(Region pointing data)
--------
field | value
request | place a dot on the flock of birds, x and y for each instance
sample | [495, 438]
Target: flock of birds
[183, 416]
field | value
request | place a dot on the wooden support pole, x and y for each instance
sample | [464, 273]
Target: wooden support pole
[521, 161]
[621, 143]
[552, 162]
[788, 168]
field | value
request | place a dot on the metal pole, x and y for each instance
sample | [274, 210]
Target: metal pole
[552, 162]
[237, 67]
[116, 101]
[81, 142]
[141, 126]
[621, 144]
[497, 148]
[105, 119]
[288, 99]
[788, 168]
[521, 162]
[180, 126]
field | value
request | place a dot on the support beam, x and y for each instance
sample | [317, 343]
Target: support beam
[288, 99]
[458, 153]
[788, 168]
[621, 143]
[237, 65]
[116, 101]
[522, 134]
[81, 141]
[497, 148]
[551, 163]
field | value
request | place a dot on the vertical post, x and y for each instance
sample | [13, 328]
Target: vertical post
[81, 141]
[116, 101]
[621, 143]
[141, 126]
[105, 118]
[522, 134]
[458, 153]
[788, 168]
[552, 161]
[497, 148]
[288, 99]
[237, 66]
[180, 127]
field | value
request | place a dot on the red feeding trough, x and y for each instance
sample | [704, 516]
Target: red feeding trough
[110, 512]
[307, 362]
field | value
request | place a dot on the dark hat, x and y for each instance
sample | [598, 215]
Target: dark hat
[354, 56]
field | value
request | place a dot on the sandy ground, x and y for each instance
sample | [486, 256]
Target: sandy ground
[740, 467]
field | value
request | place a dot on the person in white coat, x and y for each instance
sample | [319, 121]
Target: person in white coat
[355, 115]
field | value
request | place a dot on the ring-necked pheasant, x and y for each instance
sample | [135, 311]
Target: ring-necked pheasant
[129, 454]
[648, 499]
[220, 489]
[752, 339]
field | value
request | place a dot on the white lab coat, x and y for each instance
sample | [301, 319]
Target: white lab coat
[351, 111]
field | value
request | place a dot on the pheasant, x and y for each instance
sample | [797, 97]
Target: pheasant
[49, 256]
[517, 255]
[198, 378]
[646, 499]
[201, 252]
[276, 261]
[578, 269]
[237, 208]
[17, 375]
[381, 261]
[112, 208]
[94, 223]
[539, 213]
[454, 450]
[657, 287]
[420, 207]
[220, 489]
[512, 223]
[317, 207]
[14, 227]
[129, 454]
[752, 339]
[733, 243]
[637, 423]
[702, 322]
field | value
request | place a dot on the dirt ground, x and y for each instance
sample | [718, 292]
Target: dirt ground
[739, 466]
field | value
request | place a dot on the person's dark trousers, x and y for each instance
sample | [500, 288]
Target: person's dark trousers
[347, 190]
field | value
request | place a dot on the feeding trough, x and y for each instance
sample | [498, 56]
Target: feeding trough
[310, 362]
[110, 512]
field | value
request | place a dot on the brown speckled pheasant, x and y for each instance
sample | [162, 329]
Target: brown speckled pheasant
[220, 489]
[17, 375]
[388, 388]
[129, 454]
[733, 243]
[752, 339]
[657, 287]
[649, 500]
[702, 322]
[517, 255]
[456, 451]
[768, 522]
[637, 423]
--------
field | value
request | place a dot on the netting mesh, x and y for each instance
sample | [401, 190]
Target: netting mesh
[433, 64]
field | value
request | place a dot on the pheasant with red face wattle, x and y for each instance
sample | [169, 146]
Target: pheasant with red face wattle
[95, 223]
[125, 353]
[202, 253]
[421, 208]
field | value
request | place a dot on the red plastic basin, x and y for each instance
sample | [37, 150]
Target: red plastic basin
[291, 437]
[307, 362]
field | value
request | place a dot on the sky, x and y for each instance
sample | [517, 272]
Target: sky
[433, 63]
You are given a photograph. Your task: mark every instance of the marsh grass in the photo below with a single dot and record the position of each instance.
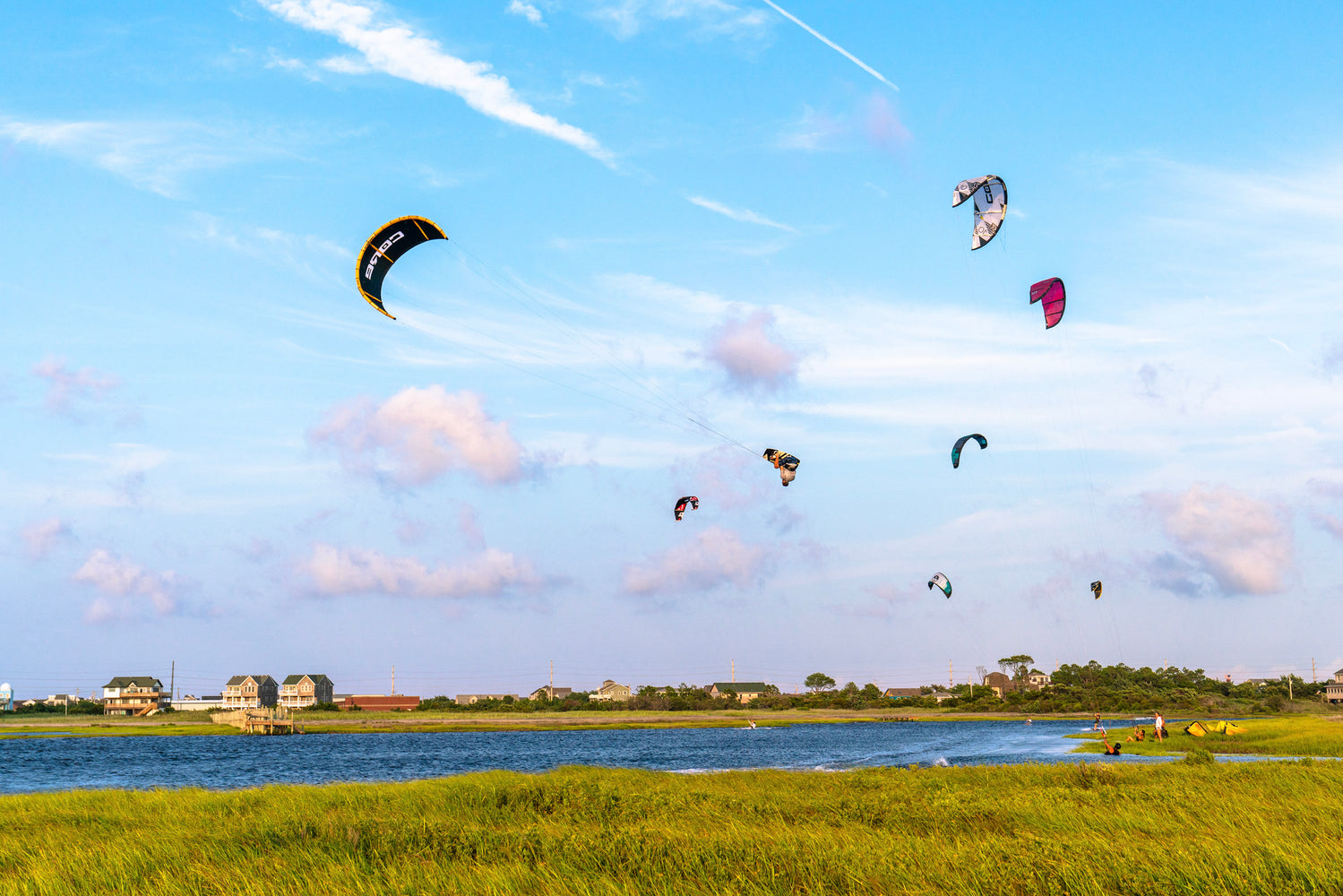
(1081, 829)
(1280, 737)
--------
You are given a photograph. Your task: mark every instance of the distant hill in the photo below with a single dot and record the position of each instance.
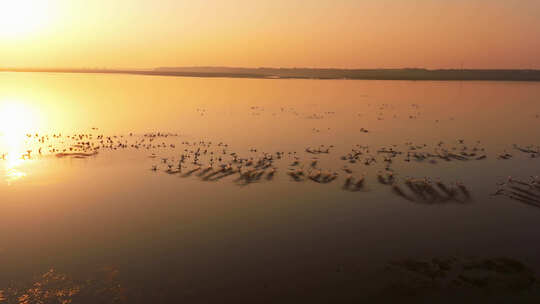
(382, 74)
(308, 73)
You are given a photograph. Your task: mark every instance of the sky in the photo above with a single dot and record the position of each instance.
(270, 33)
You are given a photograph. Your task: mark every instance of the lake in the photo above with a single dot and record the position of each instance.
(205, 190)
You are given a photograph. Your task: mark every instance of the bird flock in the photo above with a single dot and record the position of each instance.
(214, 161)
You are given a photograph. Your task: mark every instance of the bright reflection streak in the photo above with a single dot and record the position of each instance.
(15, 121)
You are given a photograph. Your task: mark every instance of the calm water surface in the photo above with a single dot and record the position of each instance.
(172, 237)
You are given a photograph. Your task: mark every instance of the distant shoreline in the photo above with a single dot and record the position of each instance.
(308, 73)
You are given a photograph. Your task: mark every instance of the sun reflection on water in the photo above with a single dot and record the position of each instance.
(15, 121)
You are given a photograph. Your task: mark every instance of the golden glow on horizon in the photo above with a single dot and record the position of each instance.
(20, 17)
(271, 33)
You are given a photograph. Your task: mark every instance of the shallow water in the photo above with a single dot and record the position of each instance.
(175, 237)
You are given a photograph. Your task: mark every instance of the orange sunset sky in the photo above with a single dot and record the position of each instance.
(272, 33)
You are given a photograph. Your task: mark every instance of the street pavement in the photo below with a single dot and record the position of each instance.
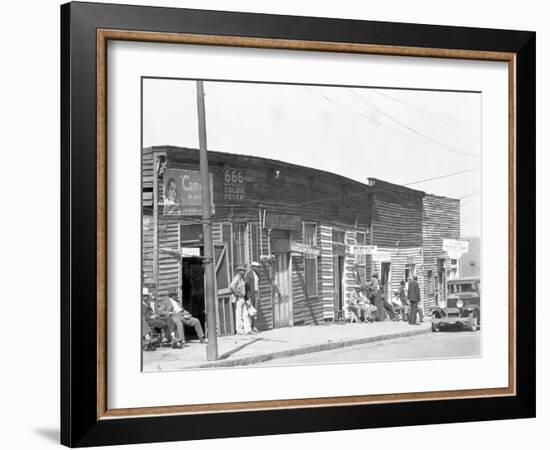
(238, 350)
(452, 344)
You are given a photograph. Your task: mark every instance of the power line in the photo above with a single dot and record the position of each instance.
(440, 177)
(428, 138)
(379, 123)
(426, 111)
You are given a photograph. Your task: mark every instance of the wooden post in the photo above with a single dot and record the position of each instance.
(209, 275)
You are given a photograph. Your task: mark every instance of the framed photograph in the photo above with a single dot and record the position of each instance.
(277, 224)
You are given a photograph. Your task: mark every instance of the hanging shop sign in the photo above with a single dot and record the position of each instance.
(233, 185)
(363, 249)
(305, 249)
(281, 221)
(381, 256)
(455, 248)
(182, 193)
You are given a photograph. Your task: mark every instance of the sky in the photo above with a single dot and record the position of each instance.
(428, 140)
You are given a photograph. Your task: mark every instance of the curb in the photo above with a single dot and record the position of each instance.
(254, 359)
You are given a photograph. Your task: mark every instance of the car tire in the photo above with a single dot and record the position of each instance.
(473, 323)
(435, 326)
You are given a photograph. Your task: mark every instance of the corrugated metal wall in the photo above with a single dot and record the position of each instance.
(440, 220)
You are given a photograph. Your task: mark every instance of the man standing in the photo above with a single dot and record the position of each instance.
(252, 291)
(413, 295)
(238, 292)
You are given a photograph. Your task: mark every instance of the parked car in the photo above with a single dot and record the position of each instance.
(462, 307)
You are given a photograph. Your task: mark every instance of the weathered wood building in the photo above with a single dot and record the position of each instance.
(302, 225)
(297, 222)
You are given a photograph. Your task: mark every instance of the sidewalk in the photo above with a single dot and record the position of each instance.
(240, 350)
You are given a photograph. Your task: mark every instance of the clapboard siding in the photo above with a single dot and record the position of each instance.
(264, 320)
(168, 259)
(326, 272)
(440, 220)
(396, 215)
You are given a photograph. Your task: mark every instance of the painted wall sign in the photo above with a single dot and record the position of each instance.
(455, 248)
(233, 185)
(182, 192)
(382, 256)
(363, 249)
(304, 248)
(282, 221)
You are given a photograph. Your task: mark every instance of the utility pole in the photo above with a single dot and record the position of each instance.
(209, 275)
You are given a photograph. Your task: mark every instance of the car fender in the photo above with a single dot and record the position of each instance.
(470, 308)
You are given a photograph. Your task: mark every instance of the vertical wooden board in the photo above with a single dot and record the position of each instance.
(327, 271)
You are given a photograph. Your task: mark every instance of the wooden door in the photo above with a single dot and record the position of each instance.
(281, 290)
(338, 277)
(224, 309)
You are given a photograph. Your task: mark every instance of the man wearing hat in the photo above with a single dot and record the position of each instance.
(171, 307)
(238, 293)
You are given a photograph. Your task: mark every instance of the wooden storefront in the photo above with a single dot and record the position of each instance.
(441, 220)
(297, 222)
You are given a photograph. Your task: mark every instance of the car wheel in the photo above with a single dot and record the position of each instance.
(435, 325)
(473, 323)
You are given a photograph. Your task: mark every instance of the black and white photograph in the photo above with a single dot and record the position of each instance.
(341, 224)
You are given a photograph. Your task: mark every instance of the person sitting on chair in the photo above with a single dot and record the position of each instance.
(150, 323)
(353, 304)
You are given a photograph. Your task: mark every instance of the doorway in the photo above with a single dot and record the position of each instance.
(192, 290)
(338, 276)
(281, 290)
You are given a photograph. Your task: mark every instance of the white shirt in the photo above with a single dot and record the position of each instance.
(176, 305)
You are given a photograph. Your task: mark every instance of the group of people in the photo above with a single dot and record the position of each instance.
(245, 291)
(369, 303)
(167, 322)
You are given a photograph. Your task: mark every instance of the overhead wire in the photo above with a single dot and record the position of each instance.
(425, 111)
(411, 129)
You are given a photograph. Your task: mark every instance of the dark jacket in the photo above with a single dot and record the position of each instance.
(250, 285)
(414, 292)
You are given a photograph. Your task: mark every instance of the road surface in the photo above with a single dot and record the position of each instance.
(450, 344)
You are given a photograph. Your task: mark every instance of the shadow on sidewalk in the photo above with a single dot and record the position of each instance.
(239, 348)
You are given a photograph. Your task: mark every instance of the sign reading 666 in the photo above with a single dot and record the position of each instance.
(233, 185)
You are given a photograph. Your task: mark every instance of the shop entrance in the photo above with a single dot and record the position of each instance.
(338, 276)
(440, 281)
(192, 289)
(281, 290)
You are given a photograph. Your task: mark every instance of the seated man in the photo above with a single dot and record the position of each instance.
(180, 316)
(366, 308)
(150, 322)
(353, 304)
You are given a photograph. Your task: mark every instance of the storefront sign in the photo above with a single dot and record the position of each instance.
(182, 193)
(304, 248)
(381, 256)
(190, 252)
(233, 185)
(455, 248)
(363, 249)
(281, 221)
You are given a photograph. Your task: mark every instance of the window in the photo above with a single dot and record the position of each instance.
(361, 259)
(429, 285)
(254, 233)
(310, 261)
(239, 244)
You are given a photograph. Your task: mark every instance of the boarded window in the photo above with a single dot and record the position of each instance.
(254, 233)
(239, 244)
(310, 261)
--------
In your answer, include only the lines above starting at the line that holds "sample | [274, 210]" and ending at the line that holds "sample | [797, 97]", copied exactly.

*COMPLETED EXERCISE:*
sample | [274, 210]
Target: metal pole
[552, 162]
[237, 67]
[116, 101]
[81, 142]
[141, 126]
[621, 144]
[497, 148]
[105, 119]
[288, 99]
[788, 168]
[521, 162]
[180, 126]
field | value
request | place a dot on the support beam, x and y for each instance
sample | [317, 343]
Target: support beam
[288, 99]
[458, 153]
[788, 168]
[621, 143]
[237, 65]
[116, 101]
[522, 134]
[81, 141]
[497, 148]
[551, 163]
field | value
request | place a dot on the vertical post, x and y for each instance
sample | [13, 328]
Target: vertical post
[81, 141]
[116, 101]
[621, 143]
[141, 126]
[105, 118]
[522, 134]
[458, 153]
[788, 168]
[552, 161]
[497, 148]
[288, 99]
[237, 66]
[180, 127]
field | value
request | place a dot on the red feeding trough, x and y for each instance
sample | [704, 516]
Target: red feeding trough
[110, 512]
[307, 362]
field | value
request | place a dot on the dark hat, x and y for each instance
sample | [598, 215]
Target: dark hat
[354, 56]
field | value
request | place a dot on the sandy ground, x and y for each instance
sample | [486, 256]
Target: sandy ground
[740, 467]
field | value
request | place a dot on the person in white coat, x and y for each instance
sample | [319, 121]
Target: person in white coat
[355, 115]
field | value
request | place a dot on the ring-necked pheasant, x and y for each instance
sample | [135, 311]
Target: ring-necked pheasant
[129, 454]
[648, 499]
[220, 489]
[752, 339]
field | value
request | place a dot on the white lab coat, x and y for each instance
sample | [301, 319]
Target: white lab coat
[351, 111]
field | value
request | place a dot on the pheasant, x and y for each instance
sample | [797, 97]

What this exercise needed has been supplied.